**GIVEN TASK**
Reproduce all the items below, replacing "one per instance" with "one for each instance" everywhere it appears and leaving every other character untouched.

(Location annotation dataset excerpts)
"""

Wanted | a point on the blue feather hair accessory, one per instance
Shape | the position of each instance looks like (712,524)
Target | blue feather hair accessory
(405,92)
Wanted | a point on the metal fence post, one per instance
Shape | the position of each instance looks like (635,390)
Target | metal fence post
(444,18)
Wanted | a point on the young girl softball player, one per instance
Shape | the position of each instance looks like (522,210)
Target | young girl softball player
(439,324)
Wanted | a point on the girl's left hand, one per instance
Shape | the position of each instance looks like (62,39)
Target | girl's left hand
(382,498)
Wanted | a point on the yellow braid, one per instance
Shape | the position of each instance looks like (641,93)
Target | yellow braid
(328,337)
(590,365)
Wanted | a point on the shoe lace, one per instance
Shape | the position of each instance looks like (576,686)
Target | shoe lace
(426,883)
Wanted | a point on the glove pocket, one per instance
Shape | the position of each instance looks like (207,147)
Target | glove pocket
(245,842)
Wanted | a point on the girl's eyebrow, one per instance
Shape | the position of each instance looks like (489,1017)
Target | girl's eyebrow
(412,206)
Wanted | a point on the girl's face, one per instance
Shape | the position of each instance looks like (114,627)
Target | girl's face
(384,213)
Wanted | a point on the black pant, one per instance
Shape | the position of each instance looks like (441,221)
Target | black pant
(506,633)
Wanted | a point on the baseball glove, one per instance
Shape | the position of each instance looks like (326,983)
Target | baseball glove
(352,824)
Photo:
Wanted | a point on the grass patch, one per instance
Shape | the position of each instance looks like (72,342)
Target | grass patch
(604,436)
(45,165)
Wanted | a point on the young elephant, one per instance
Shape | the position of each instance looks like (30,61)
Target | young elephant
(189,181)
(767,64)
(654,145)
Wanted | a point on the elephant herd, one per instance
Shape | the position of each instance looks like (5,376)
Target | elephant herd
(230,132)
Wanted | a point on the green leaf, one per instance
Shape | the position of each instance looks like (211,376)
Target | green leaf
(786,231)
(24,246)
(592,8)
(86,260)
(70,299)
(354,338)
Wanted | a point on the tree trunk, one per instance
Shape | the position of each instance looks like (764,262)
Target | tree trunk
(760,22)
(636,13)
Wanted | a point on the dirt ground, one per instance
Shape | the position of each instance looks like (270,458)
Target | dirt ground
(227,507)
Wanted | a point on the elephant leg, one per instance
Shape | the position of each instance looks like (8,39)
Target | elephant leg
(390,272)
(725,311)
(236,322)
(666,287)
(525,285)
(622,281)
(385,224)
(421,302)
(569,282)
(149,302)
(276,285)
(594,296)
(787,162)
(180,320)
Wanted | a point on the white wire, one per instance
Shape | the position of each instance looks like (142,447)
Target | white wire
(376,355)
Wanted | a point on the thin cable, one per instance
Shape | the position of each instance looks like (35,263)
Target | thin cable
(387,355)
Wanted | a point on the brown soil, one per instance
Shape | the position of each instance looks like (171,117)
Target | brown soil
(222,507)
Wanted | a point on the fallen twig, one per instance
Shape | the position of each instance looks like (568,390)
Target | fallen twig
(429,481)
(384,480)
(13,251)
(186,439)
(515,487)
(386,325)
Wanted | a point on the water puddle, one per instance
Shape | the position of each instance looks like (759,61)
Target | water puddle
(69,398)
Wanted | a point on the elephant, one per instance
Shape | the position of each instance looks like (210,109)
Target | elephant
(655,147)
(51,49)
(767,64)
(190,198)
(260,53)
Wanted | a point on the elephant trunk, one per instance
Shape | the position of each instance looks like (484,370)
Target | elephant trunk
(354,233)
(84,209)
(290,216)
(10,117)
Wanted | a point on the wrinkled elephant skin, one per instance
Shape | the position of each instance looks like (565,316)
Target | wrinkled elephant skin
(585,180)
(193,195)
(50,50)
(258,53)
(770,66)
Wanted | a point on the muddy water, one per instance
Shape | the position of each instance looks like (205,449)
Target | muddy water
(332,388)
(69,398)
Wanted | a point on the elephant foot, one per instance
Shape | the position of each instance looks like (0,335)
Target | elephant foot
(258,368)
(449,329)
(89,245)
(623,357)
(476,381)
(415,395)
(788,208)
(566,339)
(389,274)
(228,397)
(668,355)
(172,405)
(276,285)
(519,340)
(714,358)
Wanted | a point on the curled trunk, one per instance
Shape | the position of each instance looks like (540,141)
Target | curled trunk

"""

**OUTPUT FOR THIS EXERCISE**
Wanted | a point on the blue feather hair accessory, one for each instance
Shape | the position of each instance looks like (712,524)
Target | blue feather hair accessory
(405,92)
Wanted | a point on the metal fence post, one for each instance
Shape | the position of each instance looks like (635,390)
Target | metal fence post
(444,18)
Wanted | a point on the young girl softball player, one for each instance
Shape | the position of each instance looks like (522,210)
Target | young girl softball player
(439,324)
Wanted | a point on the girl's left hand, one for each instance
Shape | the position of each instance looks like (62,39)
Target | girl's left hand
(382,498)
Wanted | a point on the yellow braid, one for each instance
Shape | the position of each instance looks like (641,93)
Target | yellow braid
(328,337)
(590,365)
Wanted | a point on the shoe lace, one for each instance
Shape | the position of each instance looks like (576,686)
Target | shoe lace
(426,883)
Wanted | a point on the glove pocket, one for each instance
Shape | the position of each instance looks like (207,147)
Target | glove pocket
(245,842)
Wanted | a point on the girl's eyebrow, one for each instance
Shape | the position of each instance looks like (489,1017)
Target | girl's eyebrow
(412,206)
Wanted | a point on the girl's face, one for each instance
Shape | the position of each instance looks like (114,627)
Target | girl's face
(384,213)
Wanted | a point on the black pant, one for each instance
Shape | the position of each instance looks like (441,221)
Target | black pant
(506,633)
Wanted | a point on the baseball glove, one for each instance
Shape | the position of each instance looks like (326,983)
Target | baseball glove
(352,824)
Photo:
Wanted | a point on the grass patch, one for each instance
Shape | the position of each instance looks like (72,342)
Target | grass patch
(604,436)
(45,165)
Wanted | a point on the young elephant, one for each instance
Shape | the position of each instance looks like (30,61)
Target | young elephant
(189,181)
(767,64)
(654,145)
Wanted | a point on the elephant herd, one for each instance
Shape | the position of each instance looks like (5,376)
Target | elephant herd
(230,132)
Wanted | a point on the green leaf, one for each instance
Shape | the position of each instance looks like (211,376)
Target | green leaf
(786,231)
(24,246)
(592,8)
(86,260)
(70,299)
(354,338)
Wanted | a point on the tree trunk, one for each instance
Shape | the position of each instance looks like (764,262)
Target | tree trunk
(760,22)
(636,13)
Wanted | a point on the dirt ground, one for each instance
Shape | the position of each instance looks like (270,458)
Target | dirt ground
(227,507)
Wanted | a point on the elephant leg, one for each instance
Shape | the position of each instance looks like (8,39)
Target | elephant leg
(390,272)
(725,311)
(236,322)
(666,287)
(525,285)
(622,281)
(385,224)
(421,302)
(569,282)
(149,302)
(276,285)
(594,296)
(787,162)
(180,320)
Wanted | a point on the white wire, one for each instance
Shape | the position of each instance looks like (142,447)
Target | white wire
(376,355)
Wanted | a point on the thin cable, one for each instance
Shape | the position of each instance looks like (35,263)
Target | thin cable
(387,355)
Wanted | a point on the brown soil, one for each instance
Shape | the position of each instance looks like (171,117)
Target | brown soil
(222,507)
Wanted | a point on the fallen twig, one for each instance
Shape | the position of each instance looks like (568,390)
Target | fallen twig
(429,481)
(384,480)
(13,251)
(186,439)
(515,487)
(386,325)
Wanted | a point on the water puddle, one for each instance
Shape | the position of each instance looks like (759,61)
Target | water puddle
(69,398)
Wanted | a point on the elephant, one for each instance
Shape | the position of each instance looks like (210,109)
Target | elephant
(655,147)
(51,49)
(767,64)
(190,198)
(260,53)
Wanted | a point on the elephant trunk, one for each instance
Shape | the position of each instance looks like (484,370)
Target | elephant trunk
(354,233)
(84,209)
(290,216)
(10,117)
Wanted | a point on the wrinkled elephant skin, one for each instance
Shape | the position of each instance looks like (565,316)
Target | wrinkled elephant skin
(585,180)
(193,195)
(50,50)
(258,53)
(770,66)
Wanted | a point on the muddy water, one for each instance
Shape | the position of each instance looks like (205,449)
Target | muddy water
(332,388)
(69,398)
Wanted | a point on the elephant foot, one for each instance
Shape | the position of each instance looks like (0,335)
Target | elephant foot
(258,368)
(449,329)
(89,245)
(623,357)
(476,381)
(415,395)
(788,208)
(566,339)
(389,274)
(228,397)
(668,355)
(172,405)
(276,285)
(519,340)
(714,358)
Wanted | a point on the curled trunk, one for each instance
Shape | the position of each instance looks like (540,141)
Target | curled trunk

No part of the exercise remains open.